抽出テキスト:
——————————

2月9日、午前10時より、報道技術研究会にて小野田政(フィリピンの前線から帰還の報道班員)から話を聞く会開催、これに出席。30人近く集る。

3月10日、東京大空襲。翌日、出石の折口信夫を見舞う。

安部豊とともに、築地小劇場の焼け跡を見に行く。その足で芝翫(のちの歌右衛門)のところへ見舞へ。芝翫が国民服で出て来るのを見て戦争をしみじみ感じる。

3月28日、大空襲のあと山形の新庄へ移った串田孫一に葉書を書く。戸板の油絵「薔薇」の絵葉書を使用。《小生の所でも年よりや母を田舎へやる事になったので残留する父の為に若い者両名合併、昨日から表記のところへ移りました。本は全部前の家へあずけて来たのです、(尤もいよいよという時にこれも要るこれも要るで五十冊ばかりやはりもって来て了いましたが)ゆくゆくは家内も田舎へ送るつもりですが当分東京にいます》と記す。明治製菓にいた頃、宣伝部員や図案部員が中心の美術部に所属しており、その際に山本鼎の指導で油絵を何枚か描いた。部員の展覧会の際に光村印刷で絵葉書にしてもらい、戸板の作品「薔薇」も絵葉書にしてもらった。串田孫一は日記に、《この葉書は絵葉書で、彼の、「薔薇」という題の油絵で、明治倶楽部美術部、昭和16年5月例会に出品したもので、その頃に貰った記憶がある》と記す。

4月のはじめに、召集令状が来る。四谷の文学座稽古場へ久保田万太郎に挨拶に行く。久保田万太郎と森本薫と杉村春子が戸板をねぎらう。

4月10日、前月に山形県新庄市に疎開した串田孫一に手紙を書く。「とうとう小生も『勇躍』する日が来ました。近日参ります。芥川が教鞭をとつてゐた町です。目下身體の具合はまことによく、多分、若干お役に立てませう。東京は花が八分咲き、但し連日寒くてまだ火燵をしまはずに居ます……」

4月11日、東横映画劇場で、文学座『女の一生』初日を観る。

——————————

点ラベル付けの例:
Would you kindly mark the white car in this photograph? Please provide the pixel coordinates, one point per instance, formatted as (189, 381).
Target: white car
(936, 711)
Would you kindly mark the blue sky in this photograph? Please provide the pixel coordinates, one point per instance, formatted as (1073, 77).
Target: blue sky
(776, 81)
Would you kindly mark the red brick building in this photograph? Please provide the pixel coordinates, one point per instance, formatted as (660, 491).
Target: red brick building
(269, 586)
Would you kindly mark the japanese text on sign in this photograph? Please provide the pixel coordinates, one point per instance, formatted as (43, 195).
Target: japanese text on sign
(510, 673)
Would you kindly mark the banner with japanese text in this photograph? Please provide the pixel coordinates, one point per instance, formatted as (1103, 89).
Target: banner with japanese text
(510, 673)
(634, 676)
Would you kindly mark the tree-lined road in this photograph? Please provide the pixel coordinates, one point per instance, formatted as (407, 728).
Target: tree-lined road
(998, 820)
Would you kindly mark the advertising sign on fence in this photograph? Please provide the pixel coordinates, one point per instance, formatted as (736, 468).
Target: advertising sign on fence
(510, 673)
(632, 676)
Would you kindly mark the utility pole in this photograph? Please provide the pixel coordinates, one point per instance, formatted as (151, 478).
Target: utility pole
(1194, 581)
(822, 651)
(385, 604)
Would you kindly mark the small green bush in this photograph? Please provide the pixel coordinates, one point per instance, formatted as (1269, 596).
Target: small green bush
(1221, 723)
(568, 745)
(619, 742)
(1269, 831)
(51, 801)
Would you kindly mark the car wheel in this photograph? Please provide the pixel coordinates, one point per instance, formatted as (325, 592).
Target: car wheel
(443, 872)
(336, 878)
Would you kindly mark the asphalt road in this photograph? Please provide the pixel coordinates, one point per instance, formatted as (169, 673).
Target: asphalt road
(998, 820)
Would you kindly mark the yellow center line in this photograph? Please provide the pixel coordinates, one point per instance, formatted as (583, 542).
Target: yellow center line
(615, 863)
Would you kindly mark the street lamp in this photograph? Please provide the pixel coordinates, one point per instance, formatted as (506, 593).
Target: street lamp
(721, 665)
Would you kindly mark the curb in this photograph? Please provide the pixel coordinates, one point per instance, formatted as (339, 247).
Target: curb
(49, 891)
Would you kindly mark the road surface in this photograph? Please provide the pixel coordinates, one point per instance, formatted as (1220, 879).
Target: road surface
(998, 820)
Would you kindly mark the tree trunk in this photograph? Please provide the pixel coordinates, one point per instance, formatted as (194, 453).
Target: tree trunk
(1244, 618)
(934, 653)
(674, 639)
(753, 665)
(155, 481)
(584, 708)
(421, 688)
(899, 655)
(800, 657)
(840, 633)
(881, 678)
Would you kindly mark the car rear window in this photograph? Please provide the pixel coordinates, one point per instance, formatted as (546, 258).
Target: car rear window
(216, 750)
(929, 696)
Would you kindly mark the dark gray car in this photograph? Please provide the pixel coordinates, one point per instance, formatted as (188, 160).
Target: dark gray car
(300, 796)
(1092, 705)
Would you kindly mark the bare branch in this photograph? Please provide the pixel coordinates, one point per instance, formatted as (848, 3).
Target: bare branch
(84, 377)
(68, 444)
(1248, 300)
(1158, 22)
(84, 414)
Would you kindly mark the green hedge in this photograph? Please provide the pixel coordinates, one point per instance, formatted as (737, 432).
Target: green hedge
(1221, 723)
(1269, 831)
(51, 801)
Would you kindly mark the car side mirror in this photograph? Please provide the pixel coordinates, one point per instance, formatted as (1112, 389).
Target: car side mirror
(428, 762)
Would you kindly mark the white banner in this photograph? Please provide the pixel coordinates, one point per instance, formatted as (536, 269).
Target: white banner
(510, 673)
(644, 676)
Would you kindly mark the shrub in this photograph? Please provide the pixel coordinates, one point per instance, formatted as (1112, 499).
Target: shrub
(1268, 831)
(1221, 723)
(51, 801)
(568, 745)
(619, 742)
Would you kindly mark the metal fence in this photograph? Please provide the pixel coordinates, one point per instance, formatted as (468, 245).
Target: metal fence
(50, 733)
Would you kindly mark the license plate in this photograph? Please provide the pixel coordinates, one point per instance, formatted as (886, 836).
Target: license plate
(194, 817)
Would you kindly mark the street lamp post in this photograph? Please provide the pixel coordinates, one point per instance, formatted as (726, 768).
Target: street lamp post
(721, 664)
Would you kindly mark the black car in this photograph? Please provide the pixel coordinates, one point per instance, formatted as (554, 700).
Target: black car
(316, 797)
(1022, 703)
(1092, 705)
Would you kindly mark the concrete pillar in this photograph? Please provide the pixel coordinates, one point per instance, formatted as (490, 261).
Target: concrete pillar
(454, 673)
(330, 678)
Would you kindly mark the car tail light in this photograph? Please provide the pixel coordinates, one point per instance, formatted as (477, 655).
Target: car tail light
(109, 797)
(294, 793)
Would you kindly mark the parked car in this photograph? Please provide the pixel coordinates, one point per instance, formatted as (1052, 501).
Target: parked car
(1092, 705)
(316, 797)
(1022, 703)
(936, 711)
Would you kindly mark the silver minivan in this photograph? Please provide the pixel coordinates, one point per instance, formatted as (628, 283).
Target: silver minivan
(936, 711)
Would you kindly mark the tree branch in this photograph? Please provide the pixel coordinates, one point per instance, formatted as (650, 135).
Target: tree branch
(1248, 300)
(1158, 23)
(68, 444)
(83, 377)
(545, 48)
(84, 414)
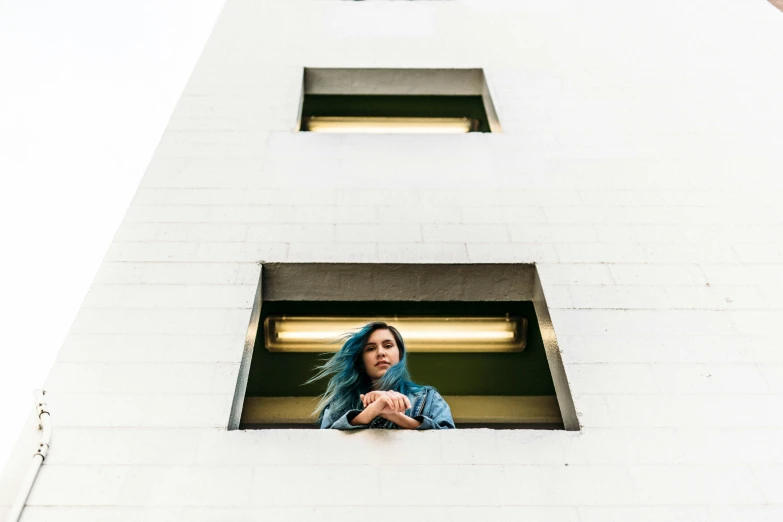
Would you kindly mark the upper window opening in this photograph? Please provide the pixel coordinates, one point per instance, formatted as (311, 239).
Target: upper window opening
(395, 101)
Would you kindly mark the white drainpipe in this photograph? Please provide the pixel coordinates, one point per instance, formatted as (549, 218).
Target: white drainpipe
(44, 424)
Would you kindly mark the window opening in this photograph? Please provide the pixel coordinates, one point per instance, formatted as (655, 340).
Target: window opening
(523, 386)
(442, 101)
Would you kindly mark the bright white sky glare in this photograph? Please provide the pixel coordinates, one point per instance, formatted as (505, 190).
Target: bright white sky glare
(86, 90)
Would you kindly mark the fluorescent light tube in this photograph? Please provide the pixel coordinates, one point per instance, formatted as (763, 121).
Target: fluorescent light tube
(421, 334)
(383, 125)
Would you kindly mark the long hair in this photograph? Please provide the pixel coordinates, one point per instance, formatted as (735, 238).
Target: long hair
(348, 378)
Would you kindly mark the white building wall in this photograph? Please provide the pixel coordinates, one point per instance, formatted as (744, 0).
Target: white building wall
(639, 168)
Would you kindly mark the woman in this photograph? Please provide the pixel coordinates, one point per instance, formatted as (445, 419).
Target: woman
(370, 386)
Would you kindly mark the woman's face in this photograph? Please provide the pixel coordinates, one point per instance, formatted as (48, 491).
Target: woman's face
(380, 353)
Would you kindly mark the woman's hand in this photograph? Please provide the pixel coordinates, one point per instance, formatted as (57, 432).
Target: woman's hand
(371, 397)
(391, 401)
(390, 405)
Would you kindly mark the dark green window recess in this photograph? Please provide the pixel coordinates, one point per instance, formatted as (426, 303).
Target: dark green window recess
(396, 101)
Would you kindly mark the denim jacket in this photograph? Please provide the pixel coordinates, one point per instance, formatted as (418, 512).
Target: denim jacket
(428, 407)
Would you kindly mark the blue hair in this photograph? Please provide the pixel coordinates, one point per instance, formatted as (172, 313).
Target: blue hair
(348, 379)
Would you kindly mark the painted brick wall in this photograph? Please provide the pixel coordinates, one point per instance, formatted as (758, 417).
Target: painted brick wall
(639, 168)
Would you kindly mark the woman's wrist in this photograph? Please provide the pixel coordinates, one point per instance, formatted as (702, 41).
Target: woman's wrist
(402, 420)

——————————

課題:
**a.** 抽出テキストで「4月のはじめに」から始まる段落を、主な事実を残して箇条書きにまとめてください。
**b.** 抽出テキストの一部を、「3月28日、大空襲のあと山形」の語から始めて「と杉村春子が戸板をねぎらう。」の後で止め、「光村印刷」を「印刷所」に差し替えて書いてください。

順番に回答:
**a.**
- 4月のはじめに召集令状が来る。
- 四谷の文学座稽古場へ、久保田万太郎に挨拶に行く。
- 久保田万太郎、森本薫、杉村春子が戸板をねぎらう。

**b.**
3月28日、大空襲のあと山形の新庄へ移った串田孫一に葉書を書く。戸板の油絵「薔薇」の絵葉書を使用。《小生の所でも年よりや母を田舎へやる事になったので残留する父の為に若い者両名合併、昨日から表記のところへ移りました。本は全部前の家へあずけて来たのです、(尤もいよいよという時にこれも要るこれも要るで五十冊ばかりやはりもって来て了いましたが)ゆくゆくは家内も田舎へ送るつもりですが当分東京にいます》と記す。明治製菓にいた頃、宣伝部員や図案部員が中心の美術部に所属しており、その際に山本鼎の指導で油絵を何枚か描いた。部員の展覧会の際に印刷所で絵葉書にしてもらい、戸板の作品「薔薇」も絵葉書にしてもらった。串田孫一は日記に、《この葉書は絵葉書で、彼の、「薔薇」という題の油絵で、明治倶楽部美術部、昭和16年5月例会に出品したもので、その頃に貰った記憶がある》と記す。

4月のはじめに、召集令状が来る。四谷の文学座稽古場へ久保田万太郎に挨拶に行く。久保田万太郎と森本薫と杉村春子が戸板をねぎらう。